● WRITTEN TASK
From the records below, extract all the text exactly and leave the images behind.

● STORED RECORDS
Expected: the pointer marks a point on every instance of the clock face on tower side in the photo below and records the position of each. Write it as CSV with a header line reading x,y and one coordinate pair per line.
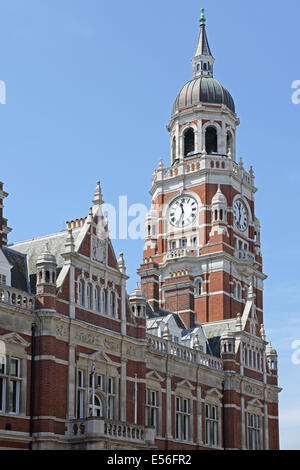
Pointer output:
x,y
240,215
183,211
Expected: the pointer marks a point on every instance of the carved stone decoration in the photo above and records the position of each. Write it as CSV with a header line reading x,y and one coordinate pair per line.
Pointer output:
x,y
254,391
98,250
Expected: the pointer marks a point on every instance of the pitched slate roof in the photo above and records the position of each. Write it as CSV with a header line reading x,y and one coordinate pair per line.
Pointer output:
x,y
19,272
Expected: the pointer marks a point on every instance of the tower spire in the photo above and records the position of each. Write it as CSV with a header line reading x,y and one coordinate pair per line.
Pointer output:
x,y
203,60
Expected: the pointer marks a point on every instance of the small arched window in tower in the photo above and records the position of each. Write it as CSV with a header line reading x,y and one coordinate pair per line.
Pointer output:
x,y
89,296
97,298
105,301
189,142
211,140
81,287
239,291
113,304
199,287
174,149
229,142
95,406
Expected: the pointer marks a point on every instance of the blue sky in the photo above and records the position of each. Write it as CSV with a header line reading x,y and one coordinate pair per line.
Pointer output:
x,y
90,85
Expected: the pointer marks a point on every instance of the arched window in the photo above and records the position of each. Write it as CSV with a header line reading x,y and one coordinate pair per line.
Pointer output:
x,y
113,303
229,142
199,287
105,301
89,296
211,140
189,142
81,296
95,406
97,298
174,149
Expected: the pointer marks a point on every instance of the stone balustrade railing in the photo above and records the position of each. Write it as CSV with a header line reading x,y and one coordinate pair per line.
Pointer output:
x,y
183,352
16,297
245,255
202,162
181,252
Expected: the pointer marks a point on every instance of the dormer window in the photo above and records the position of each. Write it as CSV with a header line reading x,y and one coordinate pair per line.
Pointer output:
x,y
211,140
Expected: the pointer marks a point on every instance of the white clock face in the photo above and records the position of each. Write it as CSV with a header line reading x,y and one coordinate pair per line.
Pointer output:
x,y
240,215
183,211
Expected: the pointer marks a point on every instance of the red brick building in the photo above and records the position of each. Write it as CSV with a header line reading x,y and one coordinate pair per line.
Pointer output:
x,y
180,363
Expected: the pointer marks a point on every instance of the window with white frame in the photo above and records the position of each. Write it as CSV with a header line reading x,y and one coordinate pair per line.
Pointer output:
x,y
105,301
152,409
113,303
254,428
111,396
97,299
10,384
237,290
211,425
182,418
81,390
252,357
198,287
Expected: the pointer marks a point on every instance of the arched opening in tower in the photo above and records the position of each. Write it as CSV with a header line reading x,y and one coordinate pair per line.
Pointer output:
x,y
229,142
211,140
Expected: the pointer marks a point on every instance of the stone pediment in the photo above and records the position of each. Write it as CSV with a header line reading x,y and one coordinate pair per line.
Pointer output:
x,y
100,356
14,338
255,403
185,384
152,374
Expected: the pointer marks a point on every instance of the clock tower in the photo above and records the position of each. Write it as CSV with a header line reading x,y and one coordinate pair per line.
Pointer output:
x,y
202,254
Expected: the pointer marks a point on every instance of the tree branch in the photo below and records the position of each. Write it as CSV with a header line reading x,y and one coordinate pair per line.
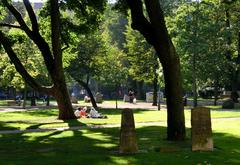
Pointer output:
x,y
10,25
139,21
31,15
20,68
18,16
156,18
34,35
56,32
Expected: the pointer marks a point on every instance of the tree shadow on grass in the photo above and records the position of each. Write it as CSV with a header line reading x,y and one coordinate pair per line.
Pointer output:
x,y
100,146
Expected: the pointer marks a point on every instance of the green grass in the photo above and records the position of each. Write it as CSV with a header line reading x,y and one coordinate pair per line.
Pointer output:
x,y
32,119
99,147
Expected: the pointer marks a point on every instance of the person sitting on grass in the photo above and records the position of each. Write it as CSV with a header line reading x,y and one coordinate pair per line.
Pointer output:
x,y
83,112
77,112
95,114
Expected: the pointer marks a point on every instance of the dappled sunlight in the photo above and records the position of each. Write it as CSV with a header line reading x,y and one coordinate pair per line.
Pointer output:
x,y
126,161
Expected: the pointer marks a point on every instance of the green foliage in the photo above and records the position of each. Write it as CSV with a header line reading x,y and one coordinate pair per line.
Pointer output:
x,y
198,31
143,63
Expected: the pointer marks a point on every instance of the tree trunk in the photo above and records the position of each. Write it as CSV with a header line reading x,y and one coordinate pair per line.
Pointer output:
x,y
215,92
155,86
86,87
52,56
25,95
64,103
140,92
47,101
176,120
33,99
155,32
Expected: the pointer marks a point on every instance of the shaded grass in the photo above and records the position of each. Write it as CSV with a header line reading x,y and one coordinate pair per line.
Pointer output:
x,y
32,119
99,147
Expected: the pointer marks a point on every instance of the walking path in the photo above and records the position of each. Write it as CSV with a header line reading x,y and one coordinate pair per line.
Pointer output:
x,y
140,105
94,126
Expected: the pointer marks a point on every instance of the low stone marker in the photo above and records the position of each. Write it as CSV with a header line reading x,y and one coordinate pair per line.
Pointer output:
x,y
128,143
74,100
201,129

● TASK RESULT
Expected: the pointer marks a point on every instance of the clock face on tower side in the photo below and records the position of each. Write it as CSV with a header line reading x,y and one coordinate pair per line.
Pointer output:
x,y
240,215
183,211
Expected: the pointer marks a point on every instance of the carved stone decoration in the photo above and records the position of each. Write it as CSV with a header line reading x,y and one coordinate pair per line.
Pointer output:
x,y
254,391
98,250
Expected: the pointer marks a point on every instance of the pitched slate roof in the photo above and records the position of each. Write it as CSV with a header line reading x,y and one coordinate pair per line.
Pointer output:
x,y
19,272
Expected: the pointer marks a point on every instance of the tower spire in the photo above and records the position of each. Write it as CSV with a header line reading x,y and one coordinate pair per line.
Pointer output:
x,y
203,60
Expected: the pointer marks a point on every instance of the small arched window in tower in the photo above and records the position of each. Write it as CSV with a header line reading x,y and one coordinate pair per line.
Pointer output:
x,y
89,296
97,298
105,301
189,142
211,140
81,287
239,291
113,304
199,287
174,149
229,142
95,406
Expected: the pointer marks a point on every instance of the blue sky in the photo above and records the position of each. Write it as CSV with a header line reading x,y and one coordinate pair per line.
Pointer output:
x,y
90,85
Expected: the pointer marks a point on every instance of the arched window in the photo above and records the position of each. Write it as CSV with a header line reading x,y and one coordinate pair per line.
Pointer output:
x,y
113,303
229,142
199,287
105,301
89,296
211,140
189,142
81,296
95,406
97,298
174,149
Expected: the pointer marks a point on every instance of the stone balustrade railing in the photo above and records the position of each. Write it as CSV with a header line reading x,y and one coordinate pair per line.
Pointer output:
x,y
183,352
16,297
245,255
202,162
181,252
Expected: the pointer marks a point on every instance of the dormer window in the photo above and records the position of each. Write it as CSV with a header line reading x,y and one coordinate pair per line.
Pointer output:
x,y
211,140
Expected: the pointer marks a point on every instance of the white clock face in the photo above and records the position of each. Write it as CSV with a header line reading x,y and one coordinate pair per line.
Pointer output:
x,y
240,215
183,211
Expected: the pointer marks a point on every instance of the red brick building in the photo above and records the position of each. Write it as CSV with a header line reading x,y and one coordinate pair per line.
Pointer output:
x,y
180,363
Expected: the pointer marks a point on every instance of the window with white frame in the photo above and records the position of each. Write it as CSV with a header line reading x,y and one coordinate pair per line.
Pointer output:
x,y
105,301
152,409
113,303
254,428
111,396
97,299
10,384
237,290
211,425
182,418
81,390
252,357
198,287
Expected: the pointer marks a point on every instance of the arched opening in tower in the photo above and records the position of each. Write it as CSV with a header line reading x,y and one coordinate pair per line.
Pointer output:
x,y
229,142
211,140
Expected: the pointer marks a point on every instance of the stone pediment in the photo above and records the position of each. Write it as CSV with a header line reading x,y and one coordinate pair per line.
Pointer output:
x,y
100,356
14,338
255,403
185,384
152,374
Expected: the pointer marks a point on every instance of the clock tower in the photo above and records the position of each. Write it as CSV with a header line reading x,y and one coordinate pair per line.
Pointer output:
x,y
202,254
Expected: the pointer marks a point on every instance of the tree branch in the photo below and records the position of each. Write it as CSV with a header line reading x,y and one coordinate pair per line.
Pointer output:
x,y
10,25
139,21
31,15
20,68
18,16
156,18
34,35
56,32
Expected: the pointer marks a point on every instance of the tree shadow on grass in the photo above and records the position of each. Write it as CSV with a header line reading x,y and one coordinate pair per line.
Pointer output:
x,y
100,146
Expected: the pointer marks a point on every instance of the green grass in the photo above and records the position of each. Write it as CSV with a header line reading x,y and one coordinate pair per line.
Pointer output:
x,y
32,119
99,147
Expected: the pointer marks a point on every instance of the person sitting on grass in the photo above and records the position of each. Write it as CSV with a header line reading x,y and one coordinate pair per line.
Pointer output:
x,y
83,112
77,112
95,114
Expected: the pointer marks a point on every instance of the dappled sunlight in the photo above and records the position of each. Write it as CSV with a header line reading x,y and one coordinate pair per line.
Pointer output:
x,y
126,161
Expected: the pointer marks a point on every instance of the green foliage in the photo above and records the position of each. Write it as CSV with a header line reading x,y and one coordinate pair per line.
Pointer output:
x,y
198,31
143,63
Expected: the pointer marks a point on every instance of the tree trunk in the photo above and records the position of each. Write it as CSV with a header line reading x,y and one coordinate pair per line.
Pointer output:
x,y
215,92
155,86
86,87
52,56
25,95
64,103
140,92
47,101
176,120
33,99
155,32
Expected: the pointer marks a point on every instance of the shaded grass in the photo above and records the position of each. Write it as CSV with a header line reading x,y and one coordinate pair per line.
Pointer output:
x,y
32,119
99,147
Expected: the pointer marks a point on every instance of the walking path in the photo above and records the position of each. Write it as CSV with a header line reading x,y and one coordinate pair per line.
Pointer output:
x,y
140,105
94,126
Expected: the pointer marks a point on every instance of the low stone marker in the photo above and records the position of each. Write it as CSV with a header line reading x,y and one coordinate pair per line.
Pointer output:
x,y
128,143
74,100
201,129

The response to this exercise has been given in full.